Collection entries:
########################################

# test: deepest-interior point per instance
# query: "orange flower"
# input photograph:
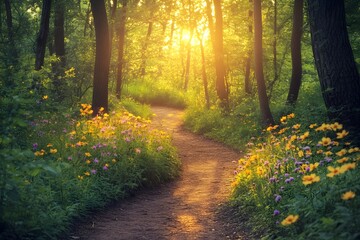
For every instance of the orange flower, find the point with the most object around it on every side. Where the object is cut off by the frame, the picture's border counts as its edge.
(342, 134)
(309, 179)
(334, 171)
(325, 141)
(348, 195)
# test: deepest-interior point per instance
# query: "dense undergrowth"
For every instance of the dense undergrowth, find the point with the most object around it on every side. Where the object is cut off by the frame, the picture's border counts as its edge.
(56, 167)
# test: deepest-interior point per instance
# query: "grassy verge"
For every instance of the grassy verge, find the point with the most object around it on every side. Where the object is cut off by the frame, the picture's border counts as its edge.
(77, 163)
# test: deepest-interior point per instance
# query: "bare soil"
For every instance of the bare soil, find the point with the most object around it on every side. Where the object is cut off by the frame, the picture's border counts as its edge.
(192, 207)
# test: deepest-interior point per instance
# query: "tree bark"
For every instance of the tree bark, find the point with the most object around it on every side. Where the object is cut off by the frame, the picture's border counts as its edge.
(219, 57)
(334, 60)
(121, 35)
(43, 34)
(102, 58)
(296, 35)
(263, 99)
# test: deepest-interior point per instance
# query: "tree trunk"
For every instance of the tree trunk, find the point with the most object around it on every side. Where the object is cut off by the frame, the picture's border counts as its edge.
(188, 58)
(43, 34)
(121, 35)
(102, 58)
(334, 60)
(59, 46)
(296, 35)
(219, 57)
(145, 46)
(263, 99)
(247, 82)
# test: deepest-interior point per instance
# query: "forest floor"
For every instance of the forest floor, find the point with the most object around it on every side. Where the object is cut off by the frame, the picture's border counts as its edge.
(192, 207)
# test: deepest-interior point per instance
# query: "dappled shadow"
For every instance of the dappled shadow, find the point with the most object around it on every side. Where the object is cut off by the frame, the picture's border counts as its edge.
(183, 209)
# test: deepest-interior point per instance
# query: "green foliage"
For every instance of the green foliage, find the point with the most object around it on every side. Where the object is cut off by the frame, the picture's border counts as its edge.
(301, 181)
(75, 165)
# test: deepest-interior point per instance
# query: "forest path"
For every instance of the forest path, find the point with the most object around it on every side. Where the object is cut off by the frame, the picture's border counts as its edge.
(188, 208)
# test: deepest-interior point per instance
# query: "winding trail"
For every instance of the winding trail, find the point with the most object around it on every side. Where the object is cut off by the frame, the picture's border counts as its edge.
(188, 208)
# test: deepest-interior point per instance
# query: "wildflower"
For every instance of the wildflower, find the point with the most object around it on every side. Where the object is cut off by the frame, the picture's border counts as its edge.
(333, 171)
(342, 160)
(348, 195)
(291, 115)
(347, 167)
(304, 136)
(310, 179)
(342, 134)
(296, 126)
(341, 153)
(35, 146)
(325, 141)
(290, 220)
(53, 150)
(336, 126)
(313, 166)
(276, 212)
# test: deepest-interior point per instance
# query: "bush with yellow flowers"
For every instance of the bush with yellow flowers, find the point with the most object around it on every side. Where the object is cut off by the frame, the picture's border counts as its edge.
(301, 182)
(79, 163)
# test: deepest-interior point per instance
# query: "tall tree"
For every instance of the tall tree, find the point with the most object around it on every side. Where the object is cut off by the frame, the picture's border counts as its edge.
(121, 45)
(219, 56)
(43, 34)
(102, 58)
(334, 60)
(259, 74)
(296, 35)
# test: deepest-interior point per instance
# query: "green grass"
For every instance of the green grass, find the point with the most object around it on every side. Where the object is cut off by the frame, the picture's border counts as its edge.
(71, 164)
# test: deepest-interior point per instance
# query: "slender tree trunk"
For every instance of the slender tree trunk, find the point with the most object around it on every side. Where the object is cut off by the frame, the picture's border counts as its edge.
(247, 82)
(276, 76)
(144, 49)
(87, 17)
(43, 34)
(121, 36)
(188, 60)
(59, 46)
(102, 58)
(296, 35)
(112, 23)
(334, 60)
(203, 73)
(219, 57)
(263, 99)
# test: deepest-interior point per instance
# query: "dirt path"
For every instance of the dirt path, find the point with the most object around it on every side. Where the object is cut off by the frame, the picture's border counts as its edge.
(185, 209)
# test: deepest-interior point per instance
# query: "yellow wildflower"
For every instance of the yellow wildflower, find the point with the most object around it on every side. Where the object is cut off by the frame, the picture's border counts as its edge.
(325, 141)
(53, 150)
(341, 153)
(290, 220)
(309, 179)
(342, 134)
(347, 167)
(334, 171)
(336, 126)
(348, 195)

########################################

**Aim of the task**. Find the line containing "For every instance of the yellow", then output it and every line after it to the end of the data, exactly.

**Solution to this exercise**.
For every instance of the yellow wildflower, find the point with the most object around it on every side. Where the object is cut off by the frame, the picture's border counts as its edge.
(325, 141)
(53, 150)
(341, 153)
(290, 220)
(309, 179)
(342, 134)
(347, 167)
(334, 171)
(336, 126)
(348, 195)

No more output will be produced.